**RECORDS SHOWN:**

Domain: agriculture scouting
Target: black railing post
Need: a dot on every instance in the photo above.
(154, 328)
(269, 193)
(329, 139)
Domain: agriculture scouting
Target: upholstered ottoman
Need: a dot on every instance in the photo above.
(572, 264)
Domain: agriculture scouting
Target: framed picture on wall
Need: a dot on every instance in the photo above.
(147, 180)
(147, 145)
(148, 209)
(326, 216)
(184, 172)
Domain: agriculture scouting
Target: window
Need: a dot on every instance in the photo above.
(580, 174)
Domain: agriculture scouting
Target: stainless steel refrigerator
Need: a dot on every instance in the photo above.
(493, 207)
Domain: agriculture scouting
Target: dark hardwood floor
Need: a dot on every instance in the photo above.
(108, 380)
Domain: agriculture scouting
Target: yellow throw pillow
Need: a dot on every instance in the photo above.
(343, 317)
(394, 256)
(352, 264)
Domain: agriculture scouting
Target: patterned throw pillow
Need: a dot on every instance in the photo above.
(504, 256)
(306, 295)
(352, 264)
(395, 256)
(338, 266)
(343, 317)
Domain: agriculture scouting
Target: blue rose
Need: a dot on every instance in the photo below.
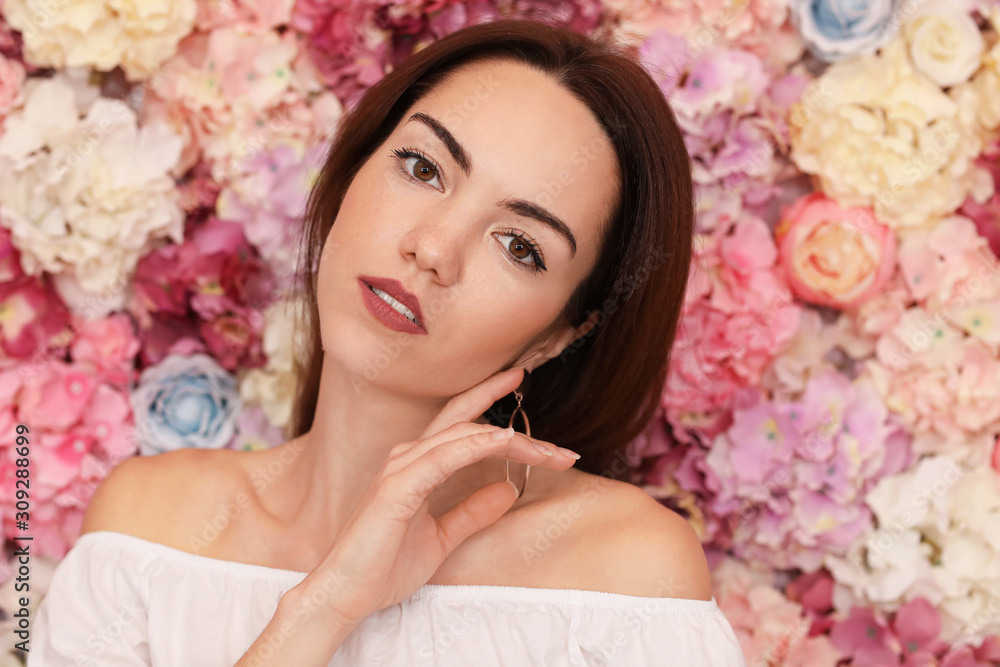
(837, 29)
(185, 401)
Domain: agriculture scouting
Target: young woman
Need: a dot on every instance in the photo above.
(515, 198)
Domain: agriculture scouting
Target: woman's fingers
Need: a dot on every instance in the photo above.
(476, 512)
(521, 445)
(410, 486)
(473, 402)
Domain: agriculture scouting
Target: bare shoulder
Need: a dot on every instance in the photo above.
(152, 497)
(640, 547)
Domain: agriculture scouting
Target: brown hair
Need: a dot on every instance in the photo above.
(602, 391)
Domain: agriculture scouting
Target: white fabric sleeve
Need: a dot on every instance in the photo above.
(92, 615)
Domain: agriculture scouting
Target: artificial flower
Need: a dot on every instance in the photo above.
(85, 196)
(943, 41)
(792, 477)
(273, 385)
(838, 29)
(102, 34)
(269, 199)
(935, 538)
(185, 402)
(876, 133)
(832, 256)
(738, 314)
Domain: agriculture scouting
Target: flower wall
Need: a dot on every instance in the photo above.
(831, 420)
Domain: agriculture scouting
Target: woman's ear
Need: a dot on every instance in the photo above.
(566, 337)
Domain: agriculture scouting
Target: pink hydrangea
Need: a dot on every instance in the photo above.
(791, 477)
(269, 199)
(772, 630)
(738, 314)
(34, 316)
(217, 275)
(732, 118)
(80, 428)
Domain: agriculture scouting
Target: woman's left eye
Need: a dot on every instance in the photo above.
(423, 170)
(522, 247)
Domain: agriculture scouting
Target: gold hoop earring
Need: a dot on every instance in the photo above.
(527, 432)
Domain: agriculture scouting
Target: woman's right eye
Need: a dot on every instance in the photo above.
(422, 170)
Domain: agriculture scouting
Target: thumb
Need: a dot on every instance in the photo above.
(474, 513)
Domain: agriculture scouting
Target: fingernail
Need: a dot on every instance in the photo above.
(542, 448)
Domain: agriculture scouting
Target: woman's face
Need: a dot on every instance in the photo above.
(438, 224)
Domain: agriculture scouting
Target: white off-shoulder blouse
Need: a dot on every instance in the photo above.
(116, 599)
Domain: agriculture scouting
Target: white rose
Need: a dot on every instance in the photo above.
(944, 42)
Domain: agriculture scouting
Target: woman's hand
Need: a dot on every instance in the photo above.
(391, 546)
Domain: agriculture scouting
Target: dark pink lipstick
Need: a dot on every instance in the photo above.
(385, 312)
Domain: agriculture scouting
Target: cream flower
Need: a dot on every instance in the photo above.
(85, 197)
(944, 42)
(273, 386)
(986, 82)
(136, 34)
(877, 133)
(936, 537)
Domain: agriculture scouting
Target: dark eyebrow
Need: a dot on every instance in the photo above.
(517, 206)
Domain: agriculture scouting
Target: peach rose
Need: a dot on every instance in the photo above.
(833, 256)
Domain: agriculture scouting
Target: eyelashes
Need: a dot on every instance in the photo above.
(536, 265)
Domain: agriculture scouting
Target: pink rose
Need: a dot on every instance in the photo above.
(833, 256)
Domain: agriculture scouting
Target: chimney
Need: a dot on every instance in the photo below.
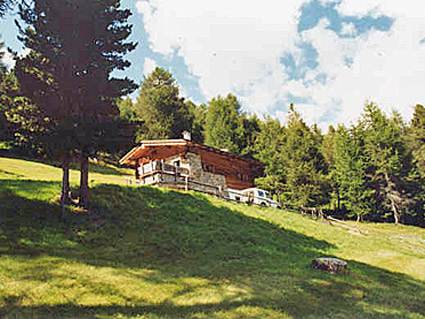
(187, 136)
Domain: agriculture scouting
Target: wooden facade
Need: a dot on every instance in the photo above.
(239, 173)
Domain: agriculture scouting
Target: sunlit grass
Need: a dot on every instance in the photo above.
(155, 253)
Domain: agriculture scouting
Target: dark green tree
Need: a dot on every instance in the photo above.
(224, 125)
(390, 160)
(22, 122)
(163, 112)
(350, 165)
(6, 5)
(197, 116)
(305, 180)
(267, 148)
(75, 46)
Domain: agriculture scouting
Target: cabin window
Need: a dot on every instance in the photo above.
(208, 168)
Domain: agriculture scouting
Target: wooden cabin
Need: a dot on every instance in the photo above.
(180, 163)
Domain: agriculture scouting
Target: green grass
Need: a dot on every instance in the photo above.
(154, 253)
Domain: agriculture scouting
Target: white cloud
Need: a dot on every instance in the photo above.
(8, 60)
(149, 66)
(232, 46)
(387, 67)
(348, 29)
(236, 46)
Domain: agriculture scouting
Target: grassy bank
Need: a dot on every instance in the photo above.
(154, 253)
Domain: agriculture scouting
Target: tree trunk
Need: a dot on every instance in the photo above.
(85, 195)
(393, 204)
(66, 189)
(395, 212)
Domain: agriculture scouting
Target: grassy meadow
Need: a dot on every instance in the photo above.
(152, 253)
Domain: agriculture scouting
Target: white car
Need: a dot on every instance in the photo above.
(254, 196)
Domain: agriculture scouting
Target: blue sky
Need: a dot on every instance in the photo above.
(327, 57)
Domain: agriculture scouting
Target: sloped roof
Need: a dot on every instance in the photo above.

--

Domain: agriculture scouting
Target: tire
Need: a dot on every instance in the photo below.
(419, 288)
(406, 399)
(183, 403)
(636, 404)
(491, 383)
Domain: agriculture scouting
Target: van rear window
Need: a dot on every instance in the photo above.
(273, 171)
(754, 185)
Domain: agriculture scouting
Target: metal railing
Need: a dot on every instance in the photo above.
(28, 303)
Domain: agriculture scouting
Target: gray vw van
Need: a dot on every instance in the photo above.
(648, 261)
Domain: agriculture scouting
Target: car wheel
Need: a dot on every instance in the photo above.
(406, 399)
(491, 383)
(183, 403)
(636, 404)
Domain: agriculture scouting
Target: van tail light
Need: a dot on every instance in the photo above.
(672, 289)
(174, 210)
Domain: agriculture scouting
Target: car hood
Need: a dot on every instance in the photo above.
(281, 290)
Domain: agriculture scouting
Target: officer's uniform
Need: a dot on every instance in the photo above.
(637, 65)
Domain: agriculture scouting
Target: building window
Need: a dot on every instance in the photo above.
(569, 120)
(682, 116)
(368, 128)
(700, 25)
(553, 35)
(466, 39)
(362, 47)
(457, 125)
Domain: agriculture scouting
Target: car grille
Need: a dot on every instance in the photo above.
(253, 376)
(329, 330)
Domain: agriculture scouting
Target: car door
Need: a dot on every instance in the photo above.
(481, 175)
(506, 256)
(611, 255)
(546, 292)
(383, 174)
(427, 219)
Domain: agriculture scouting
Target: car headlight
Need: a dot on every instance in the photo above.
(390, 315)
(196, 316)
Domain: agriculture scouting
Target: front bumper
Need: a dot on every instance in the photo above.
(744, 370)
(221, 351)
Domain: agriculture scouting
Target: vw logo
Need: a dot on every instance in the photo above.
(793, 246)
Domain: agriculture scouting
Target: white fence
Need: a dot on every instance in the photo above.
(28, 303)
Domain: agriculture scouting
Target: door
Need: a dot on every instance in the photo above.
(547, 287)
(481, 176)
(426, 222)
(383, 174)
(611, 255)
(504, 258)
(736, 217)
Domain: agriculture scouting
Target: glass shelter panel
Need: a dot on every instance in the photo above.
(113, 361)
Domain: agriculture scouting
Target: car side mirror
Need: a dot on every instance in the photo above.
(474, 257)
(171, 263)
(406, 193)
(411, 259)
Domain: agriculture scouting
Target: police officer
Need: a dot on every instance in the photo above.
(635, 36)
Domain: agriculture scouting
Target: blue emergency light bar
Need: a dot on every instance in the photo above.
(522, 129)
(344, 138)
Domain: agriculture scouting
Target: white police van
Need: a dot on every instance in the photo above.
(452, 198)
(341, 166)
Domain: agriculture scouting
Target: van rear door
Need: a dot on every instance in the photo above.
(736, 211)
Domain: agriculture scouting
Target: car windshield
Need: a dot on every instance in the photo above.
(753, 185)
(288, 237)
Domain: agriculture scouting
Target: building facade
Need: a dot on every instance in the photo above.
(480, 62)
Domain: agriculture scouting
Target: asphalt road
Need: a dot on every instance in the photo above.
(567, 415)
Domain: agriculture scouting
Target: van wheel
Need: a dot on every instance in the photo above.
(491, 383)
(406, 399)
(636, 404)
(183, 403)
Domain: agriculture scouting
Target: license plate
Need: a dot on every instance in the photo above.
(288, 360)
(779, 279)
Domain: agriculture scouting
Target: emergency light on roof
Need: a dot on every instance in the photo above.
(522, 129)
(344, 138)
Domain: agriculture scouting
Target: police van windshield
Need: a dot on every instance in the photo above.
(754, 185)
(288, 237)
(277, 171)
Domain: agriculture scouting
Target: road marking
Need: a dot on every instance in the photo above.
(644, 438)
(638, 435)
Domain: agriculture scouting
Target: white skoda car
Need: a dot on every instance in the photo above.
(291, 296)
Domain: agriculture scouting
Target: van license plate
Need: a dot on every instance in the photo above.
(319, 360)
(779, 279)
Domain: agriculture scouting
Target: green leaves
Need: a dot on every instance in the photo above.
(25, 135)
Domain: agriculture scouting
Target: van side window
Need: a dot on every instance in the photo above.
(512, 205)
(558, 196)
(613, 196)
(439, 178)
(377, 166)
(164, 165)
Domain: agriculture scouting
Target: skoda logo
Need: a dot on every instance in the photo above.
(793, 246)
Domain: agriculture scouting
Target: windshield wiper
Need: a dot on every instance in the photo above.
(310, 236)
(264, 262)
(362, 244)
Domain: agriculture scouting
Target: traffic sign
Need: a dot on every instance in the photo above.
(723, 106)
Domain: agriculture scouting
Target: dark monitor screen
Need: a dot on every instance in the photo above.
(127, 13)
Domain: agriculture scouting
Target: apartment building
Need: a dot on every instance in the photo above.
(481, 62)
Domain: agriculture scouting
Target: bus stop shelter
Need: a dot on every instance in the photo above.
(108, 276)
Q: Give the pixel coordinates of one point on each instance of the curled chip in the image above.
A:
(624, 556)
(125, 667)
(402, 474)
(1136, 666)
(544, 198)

**YOUR GOAL:**
Select every line in the records above that contains the word "grassy", matching case exactly.

**THE COMPLETED TASK:**
Target: grassy bank
Target: grassy meadow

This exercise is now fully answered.